Wed, 2 Sep 2009 22:48:00 -0700

Related articles |
---|

Deterministic Finite Automata: Sub-element captures alexander.morou@gmail.com (Alexander Morou) (2009-09-02) |

Re: Deterministic Finite Automata: Sub-element captures rsc@swtch.com (Russ Cox) (2009-09-02) |

Re: Deterministic Finite Automata: Sub-element captures Danny.Dube@ift.ulaval.ca (2009-09-12) |

From: | Russ Cox <rsc@swtch.com> |

Newsgroups: | comp.compilers |

Date: | Wed, 2 Sep 2009 22:48:00 -0700 |

Organization: | Compilers Central |

References: | 09-09-013 |

Keywords: | lex, DFA |

Posted-Date: | 03 Sep 2009 13:10:27 EDT |

The closest you can get with a DFA is to take the union of the NFAs of

the various regexps you care to match and tag each NFA with a distinct

matching state. Then when you construct the DFA, you can use the

distinct NFA matching states to tell which regexps are matched by

a particular DFA state. So you could have one regexp for the

hex numbers, another for floating point, and so on. Capturing the

submatch boundaries within each regular expression requires more work:

in general a DFA doesn't track enough information to do explicit

capture tracking. You really need to back off to an NFA (in the

formal sense not the popular sense) so that you can manipulate the

states individually during the subset simulation.

I like to think of a linearized version of the NFA as a program

for a peculiar virtual machine that allows non-deterministic choice,

by letting multiple lightweight threads run over the NFA at once.

An individual NFA state can be viewed as a program counter (PC) in

this program, and the set of NFA states that corresponds to a

single DFA state during the subset simulation can be thought of

as a thread run queue: there's one run queue being executed

and a second run queue being prepared for the next position

in the input.

In the code at http://swtch.com/~rsc/regexp/regexp1.html,

the State* is the program counter, clist is the current run queue,

and nlist is the next run queue.

The non-determinism in the NFA is accomodated by sometimes

adding multiple PCs--that is, multiple thread states--to nlist.

Reasonable performance is ensured by never adding redundant

entries (same State*) to the list. Thus nlist is at most

O(# states in NFA), producing the O(# states in NFA * length of

text) run-time bound.

**RECORD EXTRACTS**
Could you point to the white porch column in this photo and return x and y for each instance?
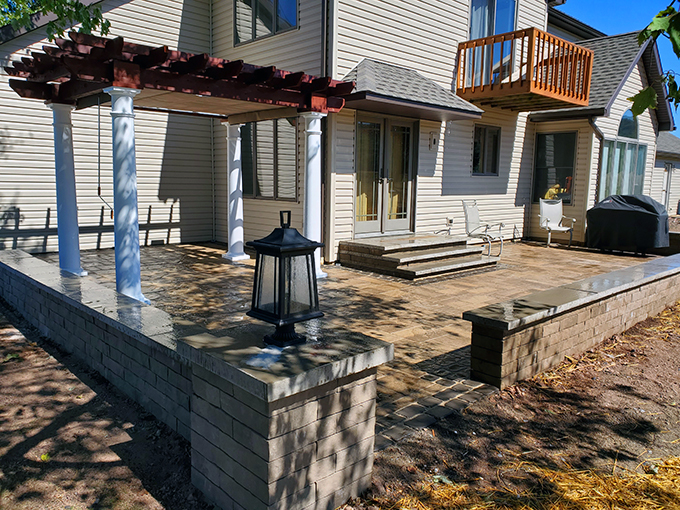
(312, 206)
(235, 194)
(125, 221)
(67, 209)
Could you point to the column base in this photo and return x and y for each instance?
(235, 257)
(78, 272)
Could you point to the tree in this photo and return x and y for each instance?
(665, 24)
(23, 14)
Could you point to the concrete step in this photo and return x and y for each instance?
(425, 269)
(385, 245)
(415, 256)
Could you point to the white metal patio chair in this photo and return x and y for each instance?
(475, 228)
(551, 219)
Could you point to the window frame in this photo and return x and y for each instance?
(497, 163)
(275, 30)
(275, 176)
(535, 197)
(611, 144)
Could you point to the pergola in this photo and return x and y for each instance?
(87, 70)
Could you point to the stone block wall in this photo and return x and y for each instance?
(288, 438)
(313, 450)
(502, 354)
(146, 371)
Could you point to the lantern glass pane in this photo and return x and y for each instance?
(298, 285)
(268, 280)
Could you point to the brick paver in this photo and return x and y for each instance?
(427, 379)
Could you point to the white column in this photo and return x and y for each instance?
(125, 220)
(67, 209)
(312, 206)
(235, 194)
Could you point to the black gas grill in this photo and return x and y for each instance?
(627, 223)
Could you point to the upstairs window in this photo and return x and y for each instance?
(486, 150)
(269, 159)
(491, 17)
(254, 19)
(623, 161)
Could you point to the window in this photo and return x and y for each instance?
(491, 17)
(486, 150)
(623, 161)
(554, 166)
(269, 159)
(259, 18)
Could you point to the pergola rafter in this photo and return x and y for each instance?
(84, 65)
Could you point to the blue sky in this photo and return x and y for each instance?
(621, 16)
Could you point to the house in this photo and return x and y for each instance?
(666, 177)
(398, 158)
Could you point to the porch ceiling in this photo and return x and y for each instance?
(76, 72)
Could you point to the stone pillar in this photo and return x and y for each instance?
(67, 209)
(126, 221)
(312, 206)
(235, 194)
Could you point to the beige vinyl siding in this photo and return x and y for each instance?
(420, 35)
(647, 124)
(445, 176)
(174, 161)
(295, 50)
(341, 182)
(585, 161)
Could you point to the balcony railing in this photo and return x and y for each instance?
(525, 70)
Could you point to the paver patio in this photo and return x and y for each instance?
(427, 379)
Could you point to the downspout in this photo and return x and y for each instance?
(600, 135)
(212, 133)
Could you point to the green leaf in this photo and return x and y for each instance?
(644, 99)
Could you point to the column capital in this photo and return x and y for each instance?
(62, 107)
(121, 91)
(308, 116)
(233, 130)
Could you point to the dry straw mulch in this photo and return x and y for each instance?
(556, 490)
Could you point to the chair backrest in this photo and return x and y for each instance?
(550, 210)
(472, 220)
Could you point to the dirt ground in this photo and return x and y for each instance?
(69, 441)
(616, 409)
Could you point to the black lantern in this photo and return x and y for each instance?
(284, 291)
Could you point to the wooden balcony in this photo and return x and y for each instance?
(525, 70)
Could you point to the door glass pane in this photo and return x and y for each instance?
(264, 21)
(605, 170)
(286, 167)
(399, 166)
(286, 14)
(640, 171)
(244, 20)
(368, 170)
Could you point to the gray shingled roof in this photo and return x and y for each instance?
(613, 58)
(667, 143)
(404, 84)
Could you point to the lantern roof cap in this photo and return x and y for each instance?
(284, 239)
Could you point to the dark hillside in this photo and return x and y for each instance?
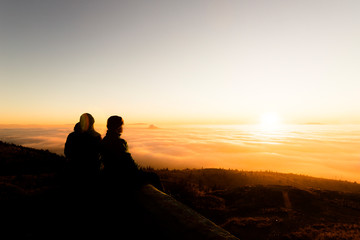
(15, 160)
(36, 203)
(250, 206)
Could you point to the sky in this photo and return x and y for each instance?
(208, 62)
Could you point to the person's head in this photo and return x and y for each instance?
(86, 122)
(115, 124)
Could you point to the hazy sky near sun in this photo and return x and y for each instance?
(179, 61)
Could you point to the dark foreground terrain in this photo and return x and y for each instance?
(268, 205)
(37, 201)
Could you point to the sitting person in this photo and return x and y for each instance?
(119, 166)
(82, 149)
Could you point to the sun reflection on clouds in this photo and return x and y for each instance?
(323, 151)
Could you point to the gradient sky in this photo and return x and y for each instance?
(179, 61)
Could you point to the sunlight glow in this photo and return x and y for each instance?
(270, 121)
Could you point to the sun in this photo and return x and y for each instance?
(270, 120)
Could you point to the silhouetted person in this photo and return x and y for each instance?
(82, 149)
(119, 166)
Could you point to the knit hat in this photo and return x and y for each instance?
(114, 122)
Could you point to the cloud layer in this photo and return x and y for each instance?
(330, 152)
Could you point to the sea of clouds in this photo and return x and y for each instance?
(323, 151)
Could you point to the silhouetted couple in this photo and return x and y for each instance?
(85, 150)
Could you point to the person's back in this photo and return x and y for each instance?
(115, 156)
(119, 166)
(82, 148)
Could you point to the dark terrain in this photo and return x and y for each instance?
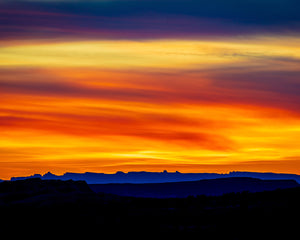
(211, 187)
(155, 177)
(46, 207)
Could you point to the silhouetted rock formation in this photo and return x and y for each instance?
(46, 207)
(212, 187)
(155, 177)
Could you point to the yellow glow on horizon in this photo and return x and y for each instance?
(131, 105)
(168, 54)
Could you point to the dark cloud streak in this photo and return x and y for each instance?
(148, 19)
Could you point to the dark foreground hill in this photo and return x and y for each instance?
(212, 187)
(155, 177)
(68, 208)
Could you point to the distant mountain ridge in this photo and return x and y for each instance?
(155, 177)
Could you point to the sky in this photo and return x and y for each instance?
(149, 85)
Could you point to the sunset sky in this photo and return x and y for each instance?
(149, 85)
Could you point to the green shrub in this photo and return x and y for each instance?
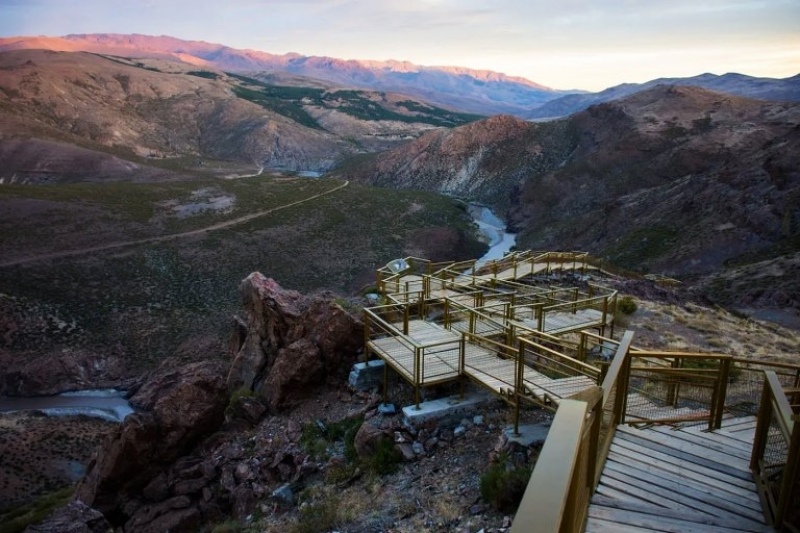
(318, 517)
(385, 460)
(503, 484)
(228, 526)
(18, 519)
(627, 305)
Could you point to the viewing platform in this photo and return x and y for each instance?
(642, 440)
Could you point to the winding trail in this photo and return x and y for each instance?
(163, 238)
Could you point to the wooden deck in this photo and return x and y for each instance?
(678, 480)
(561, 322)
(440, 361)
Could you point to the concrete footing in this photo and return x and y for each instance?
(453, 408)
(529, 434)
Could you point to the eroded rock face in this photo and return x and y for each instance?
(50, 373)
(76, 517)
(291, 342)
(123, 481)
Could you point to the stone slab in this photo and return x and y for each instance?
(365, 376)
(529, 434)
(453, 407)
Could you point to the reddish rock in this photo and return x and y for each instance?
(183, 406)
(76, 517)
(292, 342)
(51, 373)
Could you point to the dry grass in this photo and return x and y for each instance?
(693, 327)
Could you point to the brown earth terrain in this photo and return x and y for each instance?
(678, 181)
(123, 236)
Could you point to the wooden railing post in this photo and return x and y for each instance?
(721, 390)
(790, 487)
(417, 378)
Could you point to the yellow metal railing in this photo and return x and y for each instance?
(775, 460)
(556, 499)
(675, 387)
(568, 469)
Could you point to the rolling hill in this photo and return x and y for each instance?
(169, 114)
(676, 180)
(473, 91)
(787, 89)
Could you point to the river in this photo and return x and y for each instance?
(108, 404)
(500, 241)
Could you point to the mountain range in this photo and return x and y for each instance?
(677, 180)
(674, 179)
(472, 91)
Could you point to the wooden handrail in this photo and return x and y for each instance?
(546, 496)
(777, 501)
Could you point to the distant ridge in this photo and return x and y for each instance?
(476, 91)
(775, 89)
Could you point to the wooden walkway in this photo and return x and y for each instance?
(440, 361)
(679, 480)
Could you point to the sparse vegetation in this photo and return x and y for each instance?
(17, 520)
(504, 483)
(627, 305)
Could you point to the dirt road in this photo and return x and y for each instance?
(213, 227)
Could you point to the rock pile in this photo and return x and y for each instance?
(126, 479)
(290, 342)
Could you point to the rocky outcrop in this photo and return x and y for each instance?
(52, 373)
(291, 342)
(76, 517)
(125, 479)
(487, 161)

**WHAT TO WORK ON**
1 > Output the stretch of the comp.compilers post from "capture tracking. You" through "NFA at once.", copied word for word.
2 > Give back the stretch of the records from the line containing "Could you point to the wooden walkway" through the end of the records, substituting "gravel road" for "dirt road" and leaving everything else unchanged. Output only that stretch.

**TASK SOLUTIONS**
1 >
capture tracking. You really need to back off to an NFA (in the

formal sense not the popular sense) so that you can manipulate the

states individually during the subset simulation.

I like to think of a linearized version of the NFA as a program

for a peculiar virtual machine that allows non-deterministic choice,

by letting multiple lightweight threads run over the NFA at once.

2 >
Could you point to the wooden walkway in this photo and return x and y for each instance?
(440, 361)
(679, 480)
Could you point to the sparse vegetation in this photo and return x and y for each instance?
(17, 520)
(504, 483)
(627, 305)
Could you point to the gravel road in this photo and return x and y for each instance?
(213, 227)
Could you point to the rock pile in this photo and return x and y for each instance?
(126, 479)
(290, 342)
Could you point to the rocky outcrop in this photo and return x and y for each instance?
(52, 373)
(291, 342)
(76, 517)
(125, 479)
(487, 161)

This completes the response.